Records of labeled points
────

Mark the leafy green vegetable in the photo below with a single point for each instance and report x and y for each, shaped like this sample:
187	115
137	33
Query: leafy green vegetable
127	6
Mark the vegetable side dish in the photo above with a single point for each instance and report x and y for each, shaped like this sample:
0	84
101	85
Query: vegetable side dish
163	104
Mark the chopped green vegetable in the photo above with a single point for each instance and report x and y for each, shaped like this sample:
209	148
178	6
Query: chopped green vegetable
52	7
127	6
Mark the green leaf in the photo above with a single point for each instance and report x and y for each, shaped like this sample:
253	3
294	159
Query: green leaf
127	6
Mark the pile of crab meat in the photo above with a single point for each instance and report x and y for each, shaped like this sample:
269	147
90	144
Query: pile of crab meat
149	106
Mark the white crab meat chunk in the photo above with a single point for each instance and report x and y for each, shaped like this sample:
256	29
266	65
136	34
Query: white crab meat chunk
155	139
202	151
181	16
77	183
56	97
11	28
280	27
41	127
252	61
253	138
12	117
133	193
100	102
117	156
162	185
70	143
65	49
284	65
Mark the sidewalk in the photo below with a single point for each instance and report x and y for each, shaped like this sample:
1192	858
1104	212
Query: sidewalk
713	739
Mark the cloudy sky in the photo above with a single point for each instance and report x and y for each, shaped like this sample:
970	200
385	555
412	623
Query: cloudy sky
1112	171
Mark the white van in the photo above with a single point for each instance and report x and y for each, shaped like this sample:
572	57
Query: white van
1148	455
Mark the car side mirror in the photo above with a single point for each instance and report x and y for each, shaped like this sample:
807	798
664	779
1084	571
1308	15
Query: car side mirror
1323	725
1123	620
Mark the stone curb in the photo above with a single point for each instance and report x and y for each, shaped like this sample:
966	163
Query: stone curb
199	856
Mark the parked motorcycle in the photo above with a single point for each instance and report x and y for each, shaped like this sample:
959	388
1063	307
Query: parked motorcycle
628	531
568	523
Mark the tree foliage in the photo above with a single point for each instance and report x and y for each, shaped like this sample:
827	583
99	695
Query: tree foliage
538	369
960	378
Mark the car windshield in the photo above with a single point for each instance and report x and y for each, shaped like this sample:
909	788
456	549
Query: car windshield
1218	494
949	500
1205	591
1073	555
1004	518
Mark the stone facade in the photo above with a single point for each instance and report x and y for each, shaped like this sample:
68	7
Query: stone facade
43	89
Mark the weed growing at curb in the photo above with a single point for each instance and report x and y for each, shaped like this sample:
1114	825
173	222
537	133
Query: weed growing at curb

────

PROMPT: From the data above, extract every line in its exact form.

OUTPUT OF THE TASK:
Mark the leafy green vegetable in the photo below with a single point for each instance and report x and y for each, shaped like this sample:
187	115
137	33
Query: leafy green vegetable
127	6
Mark the vegetable side dish in the photo above with a single point for each instance and report x and y for each, shaped like this sample:
0	84
101	85
Query: vegetable side dish
163	104
Mark the chopped green vegetable in the photo above with a single point for each instance and report x and y for each, shaped like this sample:
209	148
178	6
Query: chopped green vegetable
52	7
127	6
Mark the green leaf in the photo above with a single point for each instance and report x and y for each, shaped like this sample:
253	3
294	159
Query: green leaf
127	6
Mark the pile of crab meat in the photo above with a single point for each instance and report x and y for each, shaped like this sample:
269	147
90	144
Query: pile of crab meat
149	106
Mark the white crab meat chunk in the photo above with a single point for each instance and report x and y for each, shaped like this sample:
256	29
266	65
136	34
Query: white crab meat chunk
155	139
202	151
181	16
77	183
56	97
11	28
280	27
41	127
252	61
253	138
12	117
133	193
100	102
117	156
162	185
70	143
65	49
284	65
Mark the sidewalk in the photo below with a single point for each instance and report x and y for each, shaped like this sample:
1192	858
1104	212
Query: sidewalk
713	739
Mark the cloudy sky in the photo above with a single point for each instance and report x and y for each, shaped like this sample:
970	200
385	555
412	623
Query: cloudy sky
1112	171
Mark the white van in the photo above with a single point for each instance and report x and y for each, shaped like this sample:
572	57
Query: white van
1148	455
Mark the car side mirror in the photo above with a single point for each instance and report x and y for each, shaped like this sample:
807	798
664	779
1084	571
1308	15
Query: car side mirror
1323	725
1123	620
Mark the stone curb in the photo above with a single point for each instance and report x and y for each, shaped like this sample:
966	163
Query: stone curb
199	856
Mark the parked motorcycle in the photo above with a single point for each instance and report x and y for each, shaped like this sample:
959	388
1063	307
Query: parked motorcycle
628	531
568	523
Mark the tree foliage in the photo above with a single point for each instance and report x and y for each, shaped like this sample:
827	583
99	695
Query: tree foliage
538	369
960	378
Mark the car windshield in the photo above with a single point for each instance and report x and y for each, shaped like this sample:
909	788
456	549
Query: car windshield
1218	494
949	500
1205	591
1073	555
1004	518
Mark the stone facade in the photo above with a single point for each instance and report x and y for each, shaped like this sample:
68	7
Query: stone facade
43	89
Mark the weed growing at curb in the photo above with a single point for each instance and report x and y for each, shaped like this sample:
1114	825
173	222
537	133
Query: weed growing at curb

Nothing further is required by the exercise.